Jennifer, a TTG forum moderator, collected some information about their games and posted it on mixnmojo:

It doesn’t say anything about Mac versions though:

That’s a bummer. Have you tried it though or is this in reference to this sentence?

I gave it a couple of tries (games are downloadable but not DRM free, show the issues I’ve described before, and the receipt data isn’t available anymore).

Adventure game companies have historically never lasted long unfortunately. That’s the same for LucasArts that all but killed off the adventure-games by the 00’s.

But that said after Tales of Monkey Island I never had that much confidence in the company speaking personally. The game was great, I loved it, but all the technical issues never went addressed - chapter 2 is all but unplayable technically (the controls don’t work for shit) and the audio is horrendous. Worse than the CMI audio by a LOT. You can’t run a company where you make a product and then don’t fix the technical problems, if you do well customers know not to trust you.

EXERCISE TASKS —
A – Please rewrite the forum excerpt from "I gave it a" up to and including "by the 00’s.", replacing "tries" with "attempts".
B – According to the forum excerpt, why did the writer lose confidence in the company after Tales of Monkey Island?
These records come from a different source.

[Entries taken from a collection]
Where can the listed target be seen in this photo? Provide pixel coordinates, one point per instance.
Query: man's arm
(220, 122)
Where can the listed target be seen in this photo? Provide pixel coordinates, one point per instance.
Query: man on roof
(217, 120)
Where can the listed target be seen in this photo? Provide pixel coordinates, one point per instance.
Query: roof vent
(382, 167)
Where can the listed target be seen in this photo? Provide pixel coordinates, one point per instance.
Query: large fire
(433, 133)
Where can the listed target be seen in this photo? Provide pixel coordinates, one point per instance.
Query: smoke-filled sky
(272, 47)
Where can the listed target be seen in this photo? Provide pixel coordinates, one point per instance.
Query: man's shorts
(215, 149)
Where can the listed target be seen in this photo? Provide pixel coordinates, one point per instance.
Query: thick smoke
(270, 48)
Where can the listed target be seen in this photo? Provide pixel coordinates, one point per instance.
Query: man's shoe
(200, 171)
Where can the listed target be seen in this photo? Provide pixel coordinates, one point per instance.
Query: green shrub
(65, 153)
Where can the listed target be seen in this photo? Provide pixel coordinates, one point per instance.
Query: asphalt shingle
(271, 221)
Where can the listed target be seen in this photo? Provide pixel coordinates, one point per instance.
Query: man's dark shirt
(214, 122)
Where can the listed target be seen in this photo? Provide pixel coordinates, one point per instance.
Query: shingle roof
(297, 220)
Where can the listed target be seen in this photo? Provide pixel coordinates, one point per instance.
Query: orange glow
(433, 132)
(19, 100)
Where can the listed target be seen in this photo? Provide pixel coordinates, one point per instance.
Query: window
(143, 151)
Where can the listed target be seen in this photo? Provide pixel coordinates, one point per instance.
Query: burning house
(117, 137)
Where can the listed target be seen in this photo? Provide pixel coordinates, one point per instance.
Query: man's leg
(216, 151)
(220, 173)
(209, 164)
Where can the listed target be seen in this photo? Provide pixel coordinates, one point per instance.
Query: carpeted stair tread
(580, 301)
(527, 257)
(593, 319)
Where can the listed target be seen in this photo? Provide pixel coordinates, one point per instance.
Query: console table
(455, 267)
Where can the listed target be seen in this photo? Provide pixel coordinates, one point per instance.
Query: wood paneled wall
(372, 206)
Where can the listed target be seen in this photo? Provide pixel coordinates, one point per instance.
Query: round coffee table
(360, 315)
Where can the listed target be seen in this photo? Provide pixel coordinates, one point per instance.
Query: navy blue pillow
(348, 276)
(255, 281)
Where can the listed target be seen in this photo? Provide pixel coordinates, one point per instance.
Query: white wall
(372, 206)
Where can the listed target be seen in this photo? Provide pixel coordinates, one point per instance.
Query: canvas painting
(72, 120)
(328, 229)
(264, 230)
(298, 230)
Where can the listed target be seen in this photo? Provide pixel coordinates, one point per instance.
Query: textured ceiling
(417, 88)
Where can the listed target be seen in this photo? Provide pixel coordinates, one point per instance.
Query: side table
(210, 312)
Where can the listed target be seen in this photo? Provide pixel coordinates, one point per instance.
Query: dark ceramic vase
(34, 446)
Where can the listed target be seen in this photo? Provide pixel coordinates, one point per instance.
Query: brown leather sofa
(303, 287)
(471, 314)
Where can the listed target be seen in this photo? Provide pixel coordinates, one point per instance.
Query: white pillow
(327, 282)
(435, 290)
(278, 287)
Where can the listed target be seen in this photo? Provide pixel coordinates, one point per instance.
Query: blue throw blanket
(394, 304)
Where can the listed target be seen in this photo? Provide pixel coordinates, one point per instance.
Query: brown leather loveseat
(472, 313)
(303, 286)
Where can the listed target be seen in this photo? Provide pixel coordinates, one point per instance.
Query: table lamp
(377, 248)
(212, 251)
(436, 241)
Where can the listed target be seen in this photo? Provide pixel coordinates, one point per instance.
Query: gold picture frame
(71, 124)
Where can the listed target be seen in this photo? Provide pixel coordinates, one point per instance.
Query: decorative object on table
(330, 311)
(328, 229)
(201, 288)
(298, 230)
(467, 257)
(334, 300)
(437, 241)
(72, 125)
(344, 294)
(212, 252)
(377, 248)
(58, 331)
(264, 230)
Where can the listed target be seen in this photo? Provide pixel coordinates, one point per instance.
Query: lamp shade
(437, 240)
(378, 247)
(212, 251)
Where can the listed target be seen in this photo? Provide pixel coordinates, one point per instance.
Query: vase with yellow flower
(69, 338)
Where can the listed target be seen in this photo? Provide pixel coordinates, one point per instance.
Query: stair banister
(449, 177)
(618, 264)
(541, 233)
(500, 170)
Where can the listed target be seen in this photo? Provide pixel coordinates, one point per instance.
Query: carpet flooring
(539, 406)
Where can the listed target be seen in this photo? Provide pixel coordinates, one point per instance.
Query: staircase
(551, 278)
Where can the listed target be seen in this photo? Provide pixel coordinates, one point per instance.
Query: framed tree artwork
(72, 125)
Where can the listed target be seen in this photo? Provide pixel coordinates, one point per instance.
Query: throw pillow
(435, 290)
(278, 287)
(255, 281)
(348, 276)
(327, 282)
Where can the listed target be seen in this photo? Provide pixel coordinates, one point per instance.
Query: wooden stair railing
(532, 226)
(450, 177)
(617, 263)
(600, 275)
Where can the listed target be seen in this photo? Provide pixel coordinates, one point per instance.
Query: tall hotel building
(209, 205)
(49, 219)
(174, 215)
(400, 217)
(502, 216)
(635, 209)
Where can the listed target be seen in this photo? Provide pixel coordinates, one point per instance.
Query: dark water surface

ANSWERS TO THE EXERCISE —
A –
I gave it a couple of attempts (games are downloadable but not DRM free, show the issues I’ve described before, and the receipt data isn’t available anymore).

Adventure game companies have historically never lasted long unfortunately. That’s the same for LucasArts that all but killed off the adventure-games by the 00’s.

B – The game's technical problems were never fixed. Chapter 2 is nearly unplayable because the controls don't work, and the audio is horrendous. The writer argues that customers learn not to trust a company that doesn't fix its products' technical problems.